* BEGIN DATA TO USE *

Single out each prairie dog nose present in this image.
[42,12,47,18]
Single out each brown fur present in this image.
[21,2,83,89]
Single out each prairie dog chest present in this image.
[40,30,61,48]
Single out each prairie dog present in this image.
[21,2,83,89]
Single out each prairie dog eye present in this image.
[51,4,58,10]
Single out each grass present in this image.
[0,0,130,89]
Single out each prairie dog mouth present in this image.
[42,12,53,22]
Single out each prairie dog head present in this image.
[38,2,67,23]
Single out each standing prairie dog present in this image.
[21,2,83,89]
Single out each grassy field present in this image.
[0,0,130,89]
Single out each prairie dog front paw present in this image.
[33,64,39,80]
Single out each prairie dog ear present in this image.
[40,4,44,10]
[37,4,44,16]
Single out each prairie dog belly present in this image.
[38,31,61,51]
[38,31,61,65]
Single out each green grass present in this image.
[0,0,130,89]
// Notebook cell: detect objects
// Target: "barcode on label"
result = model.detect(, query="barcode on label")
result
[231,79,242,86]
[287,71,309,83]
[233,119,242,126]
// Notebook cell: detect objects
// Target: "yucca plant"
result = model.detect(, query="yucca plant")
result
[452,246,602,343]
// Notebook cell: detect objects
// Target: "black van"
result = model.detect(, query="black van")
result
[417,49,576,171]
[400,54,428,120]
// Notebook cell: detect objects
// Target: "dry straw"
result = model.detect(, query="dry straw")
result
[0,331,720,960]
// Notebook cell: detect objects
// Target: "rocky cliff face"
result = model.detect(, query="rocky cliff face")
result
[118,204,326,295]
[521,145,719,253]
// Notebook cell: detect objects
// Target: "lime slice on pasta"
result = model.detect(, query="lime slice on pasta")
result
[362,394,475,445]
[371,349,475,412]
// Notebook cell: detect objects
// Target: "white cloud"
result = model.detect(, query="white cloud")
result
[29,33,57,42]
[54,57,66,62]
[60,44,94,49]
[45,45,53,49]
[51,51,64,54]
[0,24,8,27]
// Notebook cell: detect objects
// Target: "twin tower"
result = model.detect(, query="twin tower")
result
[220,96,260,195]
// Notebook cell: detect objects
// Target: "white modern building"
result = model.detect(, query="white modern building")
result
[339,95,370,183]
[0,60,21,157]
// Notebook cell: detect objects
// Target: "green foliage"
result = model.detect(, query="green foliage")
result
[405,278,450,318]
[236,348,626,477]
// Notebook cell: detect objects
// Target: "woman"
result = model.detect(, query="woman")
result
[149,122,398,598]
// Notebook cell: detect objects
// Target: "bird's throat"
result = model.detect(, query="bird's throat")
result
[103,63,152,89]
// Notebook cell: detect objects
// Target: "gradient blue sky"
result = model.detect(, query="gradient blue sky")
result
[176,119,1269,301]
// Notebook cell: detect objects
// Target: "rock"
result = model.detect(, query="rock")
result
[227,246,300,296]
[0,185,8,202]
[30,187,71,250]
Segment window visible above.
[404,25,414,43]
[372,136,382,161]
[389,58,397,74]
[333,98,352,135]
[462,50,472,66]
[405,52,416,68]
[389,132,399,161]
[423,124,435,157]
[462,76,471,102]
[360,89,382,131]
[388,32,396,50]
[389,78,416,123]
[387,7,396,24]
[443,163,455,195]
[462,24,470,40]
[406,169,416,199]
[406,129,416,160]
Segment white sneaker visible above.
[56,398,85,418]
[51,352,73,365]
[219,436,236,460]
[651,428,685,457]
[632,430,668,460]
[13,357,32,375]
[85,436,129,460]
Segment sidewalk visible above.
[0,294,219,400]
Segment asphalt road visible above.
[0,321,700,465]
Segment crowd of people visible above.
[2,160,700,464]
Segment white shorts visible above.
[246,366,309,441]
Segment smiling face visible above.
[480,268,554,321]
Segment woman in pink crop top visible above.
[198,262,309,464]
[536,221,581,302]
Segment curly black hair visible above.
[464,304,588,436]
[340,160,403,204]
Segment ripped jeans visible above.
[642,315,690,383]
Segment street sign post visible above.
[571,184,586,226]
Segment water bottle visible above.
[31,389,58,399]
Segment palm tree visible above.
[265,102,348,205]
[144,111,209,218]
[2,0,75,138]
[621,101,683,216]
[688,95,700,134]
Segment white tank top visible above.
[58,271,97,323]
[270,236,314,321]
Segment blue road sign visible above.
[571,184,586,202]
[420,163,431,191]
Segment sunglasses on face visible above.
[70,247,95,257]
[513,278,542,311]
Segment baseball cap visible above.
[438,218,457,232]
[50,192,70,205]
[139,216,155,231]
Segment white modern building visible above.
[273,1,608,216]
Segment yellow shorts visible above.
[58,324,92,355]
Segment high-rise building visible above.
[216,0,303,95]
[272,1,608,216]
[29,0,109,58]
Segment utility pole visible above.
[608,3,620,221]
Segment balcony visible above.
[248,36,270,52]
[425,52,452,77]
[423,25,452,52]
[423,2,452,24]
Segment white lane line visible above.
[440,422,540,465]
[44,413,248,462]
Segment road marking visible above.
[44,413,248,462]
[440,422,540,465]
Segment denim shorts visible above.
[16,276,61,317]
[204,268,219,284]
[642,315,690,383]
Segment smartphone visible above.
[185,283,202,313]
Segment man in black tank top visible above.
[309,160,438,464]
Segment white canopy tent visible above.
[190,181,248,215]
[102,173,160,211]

* END DATA TO USE *

REQUIREMENTS
Swap "Single out" for "Outline" wherever it occurs in the lines above, and give all of the lines again with nothing else changed.

FULL SOLUTION
Outline each prairie dog nose present in this image.
[42,12,47,18]
Outline each brown fur present in this image.
[21,2,83,89]
Outline each prairie dog chest present in this image.
[40,30,61,48]
Outline each prairie dog present in this image.
[21,2,83,89]
Outline each prairie dog eye present in this image.
[51,4,58,10]
Outline each grass present in this image.
[0,0,130,89]
Outline each prairie dog mouth present in this image.
[42,12,53,22]
Outline each prairie dog head present in this image.
[38,2,67,23]
Outline each standing prairie dog present in this image.
[21,2,83,89]
Outline each grassy field present in this image.
[0,0,130,89]
Outline each prairie dog front paw present in this image.
[33,64,39,80]
Outline each prairie dog ear present in this image.
[40,4,44,10]
[37,4,44,16]
Outline each prairie dog belly present in this image.
[38,31,61,51]
[38,31,61,65]
Outline each green grass present in this image.
[0,0,130,89]
// Notebook cell: detect objects
// Target: "barcode on label"
result = model.detect(, query="barcode on label")
result
[231,79,242,86]
[287,71,309,83]
[233,119,242,126]
// Notebook cell: detect objects
// Target: "yucca plant"
result = model.detect(, query="yucca plant")
result
[452,246,602,343]
// Notebook cell: detect objects
// Target: "black van"
result = model.detect(, query="black van")
result
[417,49,576,171]
[400,54,428,120]
// Notebook cell: detect objects
// Target: "dry straw"
result = model.detect(, query="dry straw")
result
[0,331,720,960]
// Notebook cell: detect objects
// Target: "rocky cliff face"
result = model.detect(, query="rocky cliff face")
result
[118,204,326,295]
[521,145,719,253]
// Notebook cell: detect objects
// Target: "lime slice on pasta"
result = model.detect(, query="lime slice on pasta")
result
[362,394,475,445]
[371,349,475,412]
// Notebook cell: detect objects
// Target: "white cloud"
result = model.detect(, query="white cloud")
result
[29,33,57,42]
[54,57,66,62]
[60,44,94,49]
[45,45,53,49]
[51,51,64,54]
[0,24,8,27]
// Notebook cell: detect objects
// Target: "twin tower"
result = model.detect(, query="twin tower")
result
[220,96,260,195]
// Notebook cell: detect objects
// Target: "white modern building"
result = model.detect(, query="white modern building")
result
[339,95,370,183]
[0,60,21,157]
// Notebook cell: detect objects
// Target: "green foliage"
result = model.detect(, query="green foliage")
result
[405,278,450,318]
[236,348,626,477]
// Notebook cell: detect objects
// Target: "woman"
result = model.detect(, query="woman")
result
[149,122,398,598]
// Notebook cell: detect objects
// Target: "bird's throat"
result = model.detect(, query="bird's throat")
result
[103,63,152,89]
// Notebook cell: detect objects
// Target: "gradient blue sky"
result = model.detect(, query="gradient blue sky")
result
[176,119,1269,301]
// Notebook cell: detect objects
// Target: "rock"
result = model.detect(, query="rock")
result
[227,246,300,296]
[0,185,8,202]
[30,187,71,250]
Segment window visible above.
[404,25,414,43]
[372,136,382,161]
[389,58,397,74]
[333,98,352,135]
[462,50,472,66]
[405,52,416,68]
[389,132,399,161]
[423,124,435,157]
[462,76,471,102]
[360,89,382,131]
[388,32,396,50]
[389,78,416,123]
[387,7,396,24]
[443,163,455,195]
[462,24,470,40]
[406,169,416,199]
[406,129,416,160]
Segment white sneaker visible above.
[56,398,85,418]
[51,352,73,365]
[219,436,236,460]
[651,428,685,457]
[632,430,668,460]
[13,357,32,375]
[85,436,129,460]
Segment sidewalk visible above.
[0,294,219,400]
Segment asphalt road visible above.
[0,321,700,465]
Segment crowd of people visible above.
[2,160,700,464]
Segment white shorts visible above.
[246,366,309,441]
Segment smiling face visible above.
[480,268,554,321]
Segment woman in pink crop top visible above.
[198,262,309,464]
[536,221,581,302]
Segment curly black hair visible above.
[464,304,588,436]
[340,160,403,204]
Segment ripped jeans visible above.
[642,315,690,383]
Segment street sign post visible above.
[571,184,586,226]
Segment water bottle visible above.
[31,389,58,399]
Segment palm tree visible above.
[265,102,348,205]
[144,111,209,218]
[2,0,75,138]
[621,101,683,216]
[688,95,700,134]
Segment white tank top visible above.
[58,271,97,323]
[270,236,314,321]
Segment blue road sign visible above.
[571,184,586,202]
[420,163,431,191]
Segment sunglasses on face visible above.
[70,247,95,257]
[513,278,542,311]
Segment baseball cap visible above.
[438,218,457,232]
[50,192,70,205]
[139,216,155,231]
Segment white modern building visible above.
[273,1,608,216]
Segment yellow shorts visible above.
[58,324,92,355]
Segment high-rise building visible above.
[216,0,303,95]
[272,1,608,216]
[29,0,109,58]
Segment utility pole visible above.
[608,3,620,221]
Segment balcony visible above.
[248,36,270,52]
[425,52,452,77]
[423,25,452,52]
[423,2,452,24]
Segment white lane line visible above.
[440,422,540,465]
[44,413,248,462]
Segment road marking visible above.
[44,413,248,462]
[440,422,540,465]
Segment denim shorts visible above.
[16,276,61,317]
[204,268,219,284]
[642,315,690,383]
Segment smartphone visible above.
[185,283,202,313]
Segment man in black tank top visible above.
[309,160,438,464]
Segment white canopy tent visible above.
[190,181,248,215]
[102,173,160,211]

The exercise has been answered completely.